[Start of Material supplied]
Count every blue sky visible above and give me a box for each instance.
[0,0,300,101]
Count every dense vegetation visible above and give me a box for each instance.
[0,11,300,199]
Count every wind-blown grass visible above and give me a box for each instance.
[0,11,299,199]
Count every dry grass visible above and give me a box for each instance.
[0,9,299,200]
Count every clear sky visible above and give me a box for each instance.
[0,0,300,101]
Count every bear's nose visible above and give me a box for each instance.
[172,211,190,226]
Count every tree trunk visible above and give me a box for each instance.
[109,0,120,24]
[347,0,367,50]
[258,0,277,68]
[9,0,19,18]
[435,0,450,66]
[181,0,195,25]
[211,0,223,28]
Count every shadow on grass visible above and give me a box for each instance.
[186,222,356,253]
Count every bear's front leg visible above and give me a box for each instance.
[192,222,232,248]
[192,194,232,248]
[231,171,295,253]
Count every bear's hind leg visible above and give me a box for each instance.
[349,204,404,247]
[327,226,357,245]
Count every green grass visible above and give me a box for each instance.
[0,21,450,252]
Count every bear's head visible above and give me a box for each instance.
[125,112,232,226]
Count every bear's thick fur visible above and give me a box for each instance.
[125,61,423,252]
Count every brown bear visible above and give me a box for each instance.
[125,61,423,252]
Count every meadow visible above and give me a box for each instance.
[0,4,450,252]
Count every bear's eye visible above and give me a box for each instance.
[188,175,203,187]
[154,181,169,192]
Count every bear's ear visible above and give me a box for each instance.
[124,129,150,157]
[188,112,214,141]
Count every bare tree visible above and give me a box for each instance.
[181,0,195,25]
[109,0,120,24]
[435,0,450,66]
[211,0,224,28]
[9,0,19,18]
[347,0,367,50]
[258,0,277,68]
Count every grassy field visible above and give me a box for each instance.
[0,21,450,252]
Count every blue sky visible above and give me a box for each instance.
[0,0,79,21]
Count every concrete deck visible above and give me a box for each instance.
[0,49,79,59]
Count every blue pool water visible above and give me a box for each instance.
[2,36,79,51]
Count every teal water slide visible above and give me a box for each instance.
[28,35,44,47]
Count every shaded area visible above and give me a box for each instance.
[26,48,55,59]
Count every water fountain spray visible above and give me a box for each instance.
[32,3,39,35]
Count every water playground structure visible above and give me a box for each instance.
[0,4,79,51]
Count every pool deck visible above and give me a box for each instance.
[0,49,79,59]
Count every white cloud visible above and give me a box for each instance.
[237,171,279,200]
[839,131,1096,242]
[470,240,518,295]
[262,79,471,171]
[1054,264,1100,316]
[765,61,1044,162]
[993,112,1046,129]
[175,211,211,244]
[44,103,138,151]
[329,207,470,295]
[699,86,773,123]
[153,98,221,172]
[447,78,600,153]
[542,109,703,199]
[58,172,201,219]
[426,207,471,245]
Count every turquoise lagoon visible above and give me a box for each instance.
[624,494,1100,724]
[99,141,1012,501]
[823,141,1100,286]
[End of Material supplied]
- Written instruction
Reproduce all of the entries above, swapping every occurrence of "brown bear" for "grizzly bear" and leaving everything else unchanged.

- Output of the exercise
Count every blue sky visible above and give me a box for each instance.
[0,0,300,101]
Count every dense vegetation visible above and give me a box for each instance.
[0,11,300,199]
Count every wind-blown grass visible above and give me a box for each instance.
[0,11,299,199]
Count every dry grass visible above and give me a box for each instance.
[0,9,299,200]
Count every clear sky visible above and give me a box for each instance.
[0,0,300,101]
Count every bear's nose visible above and give me a box for each instance.
[172,211,190,226]
Count every tree trunk visible above and give me a box for each instance.
[109,0,120,24]
[347,0,367,50]
[258,0,277,68]
[9,0,19,18]
[435,0,450,66]
[181,0,195,25]
[211,0,223,28]
Count every shadow on grass visible above and give me a box for each instance.
[186,222,356,253]
Count every bear's front leg visible above and give me a box for each instance.
[192,222,232,248]
[192,194,232,248]
[231,171,295,253]
Count every bear's hind leg visible above and give me a box for each instance.
[349,204,404,247]
[327,226,357,245]
Count every green grass visible above and give me a box for each instance.
[0,21,450,252]
Count every bear's head visible above and give me a box for each instance.
[125,112,232,226]
Count every bear's thick fur visible above and give me a box for each instance.
[125,61,423,252]
Count every grizzly bear visible above and give me a box for each instance.
[125,61,423,252]
Count every meadow visible above and give me a box for each instance.
[0,4,450,252]
Count every bear's eye visible above and give me a box for each instance.
[188,175,203,187]
[154,181,169,192]
Count every bear's ear visible above and give me a box for each instance.
[124,129,150,157]
[188,112,214,141]
Count every bare tree visible above and give me a box for each instance.
[181,0,195,25]
[109,0,120,24]
[435,0,450,66]
[211,0,224,28]
[9,0,19,18]
[347,0,367,50]
[258,0,277,68]
Count every grassy field visible above and give me a box for each instance.
[0,21,450,252]
Count every blue sky visible above and give me a box for each instance.
[0,0,79,21]
Count every concrete deck visible above and give me a box for each instance.
[0,49,79,59]
Count every blue pool water visible above and give me a box for each instance.
[2,36,79,51]
Count every teal water slide visible above and give me a box for each instance.
[28,35,44,47]
Count every shaded area visible above and give me a box for each instance.
[26,48,55,59]
Count every water fountain spray visible above and give me a box for each instance.
[32,3,39,35]
Count every water playground structure visible above and give me a box for each instance.
[0,4,79,51]
Count every pool deck visible above and give me a box for each instance.
[0,49,79,59]
Count every white cloud visible above and give me a box for each instance.
[237,171,279,200]
[839,131,1096,242]
[470,240,518,295]
[262,79,471,171]
[1054,264,1100,316]
[765,61,1044,162]
[993,112,1046,129]
[175,211,211,244]
[44,103,138,151]
[329,207,470,295]
[699,86,773,123]
[153,98,221,172]
[447,78,600,153]
[542,109,703,199]
[58,172,201,219]
[426,207,471,245]
Count every turquoise lagoon visible above and give me a box for each instance.
[624,494,1100,724]
[99,141,1012,501]
[823,141,1100,286]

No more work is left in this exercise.